Selection:
***

Moving each instrument, while holding the other 2 fixed, traces out a trade-off curve between the moral hazard problem and helping reduce inequality. Trace out all the possible trade-offs for each of the 3 instruments holding the other 2 instruments fixed at all possible combinations. Then draw the envelope of all those trade-off curves, to get the optimal trade-off curve.

We want to be somewhere on that optimal envelope trade-off curve. And the argument of the economists you cite boils down to saying that we are currently off that envelope, and that shortening the number of weeks before eligible moves us even further away from that envelope. By increasing the number of weeks before eligible, and loosening one or both of the other instruments, we could reduce moral hazard and improve insurance at the same time? (or improve one without worsening the other).

Or, there's a fourth instrument, GST credit or Working Income Tax benefit, which would work even better to get us to an even wider envelope.

I'd think more highly of the moral hazard point if the insured had some choice in the matter. And in fact, we used to have a system where you could get EI (UI, then) benefits if you quit, and although it was different, the country didn't exactly fall over. The main (political) problem is that it cost more.

What we have now is a system that imposes an extremely high transaction cost on people moving to jobs that might be a better fit, even to the point of improving the GDP. And that is something both the Prime Minister and the leader of the Opposition should also be encouraging.

***

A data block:
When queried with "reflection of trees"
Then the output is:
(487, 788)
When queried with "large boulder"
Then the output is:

***

Challenges:
A. Repeat the passage on employment insurance word for word from "Or, there's a" to "also be encouraging.".
B. Offset every coordinate in the records by adding 120 to each number, then write out all lines of the records again, including those that hold no coordinates.
The passage on employment insurance and the records are unrelated.

Written answers:
A.
Or, there's a fourth instrument, GST credit or Working Income Tax benefit, which would work even better to get us to an even wider envelope.

I'd think more highly of the moral hazard point if the insured had some choice in the matter. And in fact, we used to have a system where you could get EI (UI, then) benefits if you quit, and although it was different, the country didn't exactly fall over. The main (political) problem is that it cost more.

What we have now is a system that imposes an extremely high transaction cost on people moving to jobs that might be a better fit, even to the point of improving the GDP. And that is something both the Prime Minister and the leader of the Opposition should also be encouraging.

B.
When queried with "reflection of trees"
Then the output is:
(607, 908)
When queried with "large boulder"
Then the output is:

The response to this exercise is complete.